TRECHO DO TEXTO ::
= = = =
O cárcere da mediocridade X A liberdade da criação*


Quem curte ficção ou literatura fantástica deve conhecer Edgar Allan Poe. Os Crimes da Rua Morgue? A Carta Roubada? Soa familiar? Não? Pra quem não conhece fica a sugestão. Mas não introduzi o autor para dar dicas literárias. Acontece que o cara, mesmo sendo considerado brilhante, foi avaliado como louco. É, pirado, lelé da cuca, fora da casinha. E certa vez alfinetou uma frase que já estampou minhas agendas e/ou diários de adolescência: "Resta saber se a loucura não representa, talvez, a forma mais elevada de inteligência." Bueno. Uma coisa posso afirmar a respeito do tipo: era criativo. Se duvidar de mim, leia-o.

Sob o viés psicológico, a criatividade não se limita a ter idéias bacanas ou a transformar tubos de tinta óleo em telas de pintura, mas inclui a capacidade de encontrar respostas incomuns frente a situações distintas (problemas, emblemas, esquemas, o que for). Em outras palavras, a sair de um caminho que já foi trilhado e dado como certo, óbvio, absoluto. Na vida real, pode ser por exemplo encontrar uma alternativa inusitada frente a um obstáculo no trabalho, que pode ser vista como absurda pelos demais colegas, algo que ninguém cogitaria. Na maioria das vezes tende a dar certo, experiência de caso.

Um erro medroso e perigoso essa coisa de seguir as convicções mundanas. O mesmo que fez, por exemplo, a huminadade crer que a Terra fosse plana, para após ter plena certeza de que fosse quadrada. Hoje em dia já existe até uma teoria louca de que ela pode ser oca, e não o globo formado de superfície, manto sólido e núcleo de metal fundido como a gente aprendeu na escola. A mesma teoria suspeita de que existe vida, outros povos e seres em seu interior. Loucura não? Talvez nem tanto.
= = = =
PEDIDO ESCRITO A :: De acordo com o texto, como Edgar Allan Poe foi avaliado, mesmo sendo considerado brilhante?
O texto e as linhas não têm nenhuma relação entre si.

LINHAS EXTRAÍDAS ::
= = = =
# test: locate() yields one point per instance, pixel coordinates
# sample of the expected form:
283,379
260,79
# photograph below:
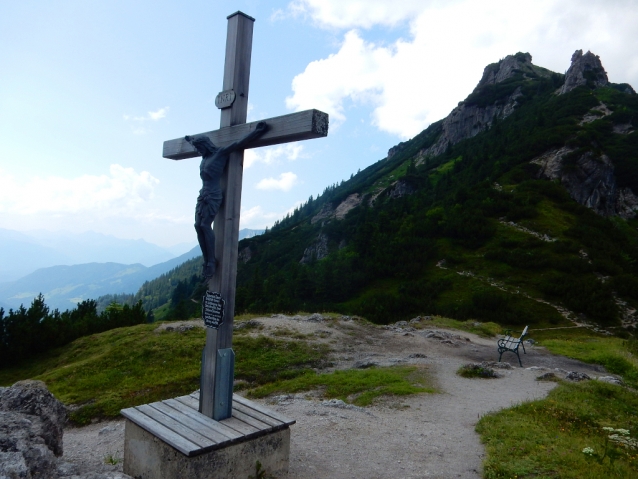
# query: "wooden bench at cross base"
511,344
170,439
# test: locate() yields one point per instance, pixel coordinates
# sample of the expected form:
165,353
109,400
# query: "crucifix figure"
210,197
222,153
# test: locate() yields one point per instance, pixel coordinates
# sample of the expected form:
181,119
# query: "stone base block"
147,457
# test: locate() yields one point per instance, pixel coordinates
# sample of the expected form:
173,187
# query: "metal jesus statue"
210,197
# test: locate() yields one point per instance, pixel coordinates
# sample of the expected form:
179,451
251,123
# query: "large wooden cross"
217,358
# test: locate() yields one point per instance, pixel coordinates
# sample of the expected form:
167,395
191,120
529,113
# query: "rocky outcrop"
590,180
585,70
245,255
316,251
395,149
401,188
468,119
326,212
596,113
31,429
340,211
32,398
31,422
346,205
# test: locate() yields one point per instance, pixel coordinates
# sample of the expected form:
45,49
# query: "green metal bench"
511,344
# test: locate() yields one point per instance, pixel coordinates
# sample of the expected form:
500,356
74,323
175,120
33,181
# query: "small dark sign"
225,99
213,309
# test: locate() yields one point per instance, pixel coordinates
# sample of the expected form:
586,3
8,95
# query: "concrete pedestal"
171,440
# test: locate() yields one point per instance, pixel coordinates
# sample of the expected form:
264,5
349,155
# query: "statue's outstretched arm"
259,130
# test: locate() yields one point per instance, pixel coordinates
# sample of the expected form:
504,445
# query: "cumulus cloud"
138,122
285,182
273,154
412,82
121,190
358,13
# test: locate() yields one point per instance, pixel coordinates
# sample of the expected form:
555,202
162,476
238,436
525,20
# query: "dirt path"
420,436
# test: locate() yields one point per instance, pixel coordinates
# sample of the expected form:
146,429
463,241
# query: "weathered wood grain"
303,125
263,410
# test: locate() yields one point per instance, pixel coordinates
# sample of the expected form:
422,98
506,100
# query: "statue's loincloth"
208,202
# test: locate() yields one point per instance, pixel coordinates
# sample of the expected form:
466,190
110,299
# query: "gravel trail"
419,436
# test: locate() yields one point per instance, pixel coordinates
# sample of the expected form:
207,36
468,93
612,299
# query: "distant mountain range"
22,253
65,285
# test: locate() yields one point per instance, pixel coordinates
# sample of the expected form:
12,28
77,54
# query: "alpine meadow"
517,208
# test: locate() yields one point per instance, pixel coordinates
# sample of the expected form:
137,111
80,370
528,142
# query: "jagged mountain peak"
506,68
585,69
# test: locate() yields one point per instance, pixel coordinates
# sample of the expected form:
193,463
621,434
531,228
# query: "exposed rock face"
596,113
401,188
590,181
395,149
34,399
316,251
245,255
326,212
346,205
585,70
31,422
468,120
340,211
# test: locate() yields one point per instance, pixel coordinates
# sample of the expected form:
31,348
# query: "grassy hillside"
480,236
474,232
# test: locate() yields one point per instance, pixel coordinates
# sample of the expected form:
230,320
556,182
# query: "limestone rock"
31,422
326,212
316,251
401,188
34,399
245,255
590,180
468,120
395,149
585,70
346,205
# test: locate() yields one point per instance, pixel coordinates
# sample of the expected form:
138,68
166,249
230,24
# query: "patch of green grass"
476,371
262,360
356,386
486,330
612,353
124,367
545,438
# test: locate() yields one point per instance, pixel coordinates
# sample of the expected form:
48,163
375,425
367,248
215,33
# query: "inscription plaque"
225,99
212,309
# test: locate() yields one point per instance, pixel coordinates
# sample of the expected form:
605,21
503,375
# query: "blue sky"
89,91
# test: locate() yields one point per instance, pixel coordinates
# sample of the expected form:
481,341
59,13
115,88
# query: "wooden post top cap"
240,13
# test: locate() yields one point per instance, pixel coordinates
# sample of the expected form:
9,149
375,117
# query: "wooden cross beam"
217,358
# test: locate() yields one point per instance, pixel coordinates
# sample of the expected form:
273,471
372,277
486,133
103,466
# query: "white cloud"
285,182
271,155
415,81
122,190
159,114
357,13
138,127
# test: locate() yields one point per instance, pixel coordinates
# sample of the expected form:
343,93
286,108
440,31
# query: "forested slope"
517,208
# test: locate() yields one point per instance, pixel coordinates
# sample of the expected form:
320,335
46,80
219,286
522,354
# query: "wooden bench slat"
175,426
263,410
257,415
240,426
251,421
216,425
183,445
178,414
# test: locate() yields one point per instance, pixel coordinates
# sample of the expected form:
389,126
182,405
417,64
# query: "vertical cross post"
215,397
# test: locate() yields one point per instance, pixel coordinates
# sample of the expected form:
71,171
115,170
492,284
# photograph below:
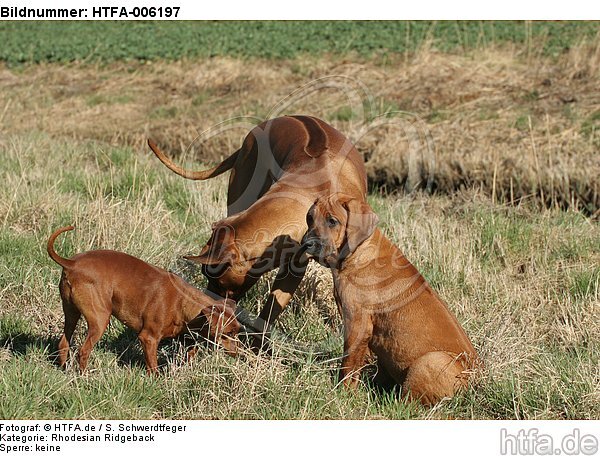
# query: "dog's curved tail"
64,262
225,165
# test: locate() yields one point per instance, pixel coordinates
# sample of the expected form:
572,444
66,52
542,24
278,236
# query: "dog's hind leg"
149,343
96,312
72,316
433,376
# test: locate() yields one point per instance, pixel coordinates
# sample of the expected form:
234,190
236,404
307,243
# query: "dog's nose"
311,245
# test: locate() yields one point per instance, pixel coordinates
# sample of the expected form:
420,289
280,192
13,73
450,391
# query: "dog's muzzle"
312,246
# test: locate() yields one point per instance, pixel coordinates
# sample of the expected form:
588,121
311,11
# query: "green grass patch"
105,41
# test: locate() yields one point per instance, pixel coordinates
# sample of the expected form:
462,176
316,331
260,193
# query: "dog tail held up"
50,247
225,165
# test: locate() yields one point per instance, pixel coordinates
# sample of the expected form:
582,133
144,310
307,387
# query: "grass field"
509,238
107,41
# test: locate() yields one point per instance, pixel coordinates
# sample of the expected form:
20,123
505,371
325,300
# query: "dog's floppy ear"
220,248
361,223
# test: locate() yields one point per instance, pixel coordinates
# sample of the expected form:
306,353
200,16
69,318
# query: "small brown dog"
386,305
155,303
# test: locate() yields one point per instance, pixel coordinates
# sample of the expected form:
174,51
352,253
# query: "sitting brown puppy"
155,303
386,305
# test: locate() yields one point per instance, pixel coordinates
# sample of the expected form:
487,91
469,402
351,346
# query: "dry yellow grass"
517,127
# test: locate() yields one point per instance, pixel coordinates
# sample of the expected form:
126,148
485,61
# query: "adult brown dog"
282,166
155,303
386,305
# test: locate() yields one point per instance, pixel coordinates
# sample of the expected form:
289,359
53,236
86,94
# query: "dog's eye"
332,222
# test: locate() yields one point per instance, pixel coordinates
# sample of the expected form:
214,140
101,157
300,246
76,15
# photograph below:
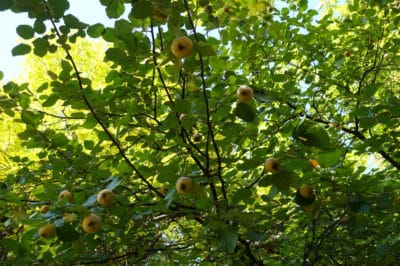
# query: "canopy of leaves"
125,114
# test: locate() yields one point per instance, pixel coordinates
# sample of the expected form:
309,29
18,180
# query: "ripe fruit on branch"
91,223
48,231
45,209
65,194
106,197
184,185
272,165
244,93
182,47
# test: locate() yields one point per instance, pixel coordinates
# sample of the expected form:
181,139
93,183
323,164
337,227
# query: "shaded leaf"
21,49
245,111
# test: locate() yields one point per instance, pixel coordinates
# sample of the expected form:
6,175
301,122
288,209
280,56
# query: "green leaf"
370,90
58,7
25,31
245,111
115,9
142,9
182,106
39,26
204,49
227,238
11,244
90,122
114,183
73,22
311,134
41,46
329,159
51,100
21,49
282,180
256,236
95,30
67,233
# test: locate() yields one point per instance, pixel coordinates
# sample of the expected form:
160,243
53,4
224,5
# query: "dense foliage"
326,104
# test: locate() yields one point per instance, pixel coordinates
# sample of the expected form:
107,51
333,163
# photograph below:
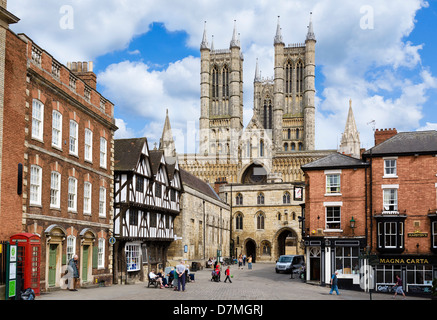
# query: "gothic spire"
235,42
204,44
310,34
278,36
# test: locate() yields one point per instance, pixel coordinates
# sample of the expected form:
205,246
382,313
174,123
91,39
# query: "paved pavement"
261,283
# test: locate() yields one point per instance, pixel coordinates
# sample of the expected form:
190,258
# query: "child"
228,274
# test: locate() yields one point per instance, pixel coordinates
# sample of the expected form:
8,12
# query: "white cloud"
365,64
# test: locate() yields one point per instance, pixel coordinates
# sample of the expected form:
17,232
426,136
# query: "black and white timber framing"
147,192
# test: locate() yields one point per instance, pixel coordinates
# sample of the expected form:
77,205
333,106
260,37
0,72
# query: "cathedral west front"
256,169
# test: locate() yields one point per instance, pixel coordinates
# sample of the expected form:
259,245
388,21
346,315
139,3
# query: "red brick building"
60,129
390,198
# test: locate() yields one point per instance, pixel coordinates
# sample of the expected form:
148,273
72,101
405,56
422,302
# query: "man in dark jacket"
72,267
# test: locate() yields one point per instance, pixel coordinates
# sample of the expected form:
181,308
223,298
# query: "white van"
289,263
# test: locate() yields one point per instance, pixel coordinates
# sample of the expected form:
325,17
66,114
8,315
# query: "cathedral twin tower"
283,107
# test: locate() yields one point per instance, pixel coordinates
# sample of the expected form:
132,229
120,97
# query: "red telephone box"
28,261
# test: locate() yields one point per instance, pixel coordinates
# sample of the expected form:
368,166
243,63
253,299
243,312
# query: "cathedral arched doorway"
286,242
251,249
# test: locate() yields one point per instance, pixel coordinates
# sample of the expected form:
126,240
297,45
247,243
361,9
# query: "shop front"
416,272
= = = =
PEDIDO ESCRITO B :: Selecione todas as linhas que contêm a palavra "white".

RESPOSTA COMPLETA A :: Foi avaliado como louco.

RESPOSTA COMPLETA B ::
# query: "white cloud"
# query: "white cloud"
# query: "black and white timber framing"
# query: "white van"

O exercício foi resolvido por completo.